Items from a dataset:
— Start —

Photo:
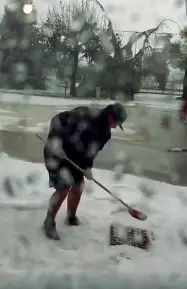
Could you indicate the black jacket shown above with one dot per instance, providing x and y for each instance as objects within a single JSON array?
[{"x": 83, "y": 132}]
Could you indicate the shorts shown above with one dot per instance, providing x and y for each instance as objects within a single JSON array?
[{"x": 65, "y": 177}]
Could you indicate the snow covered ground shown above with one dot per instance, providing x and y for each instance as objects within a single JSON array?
[
  {"x": 158, "y": 101},
  {"x": 83, "y": 259}
]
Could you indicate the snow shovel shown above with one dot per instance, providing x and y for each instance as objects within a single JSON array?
[{"x": 134, "y": 213}]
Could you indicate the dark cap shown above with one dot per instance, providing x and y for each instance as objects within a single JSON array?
[{"x": 118, "y": 112}]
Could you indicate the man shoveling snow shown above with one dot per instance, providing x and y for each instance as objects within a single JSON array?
[{"x": 78, "y": 134}]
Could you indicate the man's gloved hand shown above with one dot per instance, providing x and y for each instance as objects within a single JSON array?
[{"x": 88, "y": 174}]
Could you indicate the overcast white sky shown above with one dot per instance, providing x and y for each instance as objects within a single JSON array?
[{"x": 134, "y": 14}]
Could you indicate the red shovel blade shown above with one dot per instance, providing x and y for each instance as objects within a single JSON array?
[{"x": 137, "y": 214}]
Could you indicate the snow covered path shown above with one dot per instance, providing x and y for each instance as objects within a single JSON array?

— End —

What is needed:
Quote only the lines from the line containing "Could you indicate the overcast" through the end of the entries, keeping the first and the last.

Problem solution:
Could you indicate the overcast white sky shown above with one dot per instance, providing x and y for each instance as objects within a single JSON array?
[{"x": 134, "y": 14}]
Could you indicate the red shovel blade shown above with one dot per instance, providing x and y for each instance as objects within a single JSON array?
[{"x": 137, "y": 214}]
Could you indicate the snow covered path shown above with one dot per instance, providing x and y for each instance as objects within a single JSON array?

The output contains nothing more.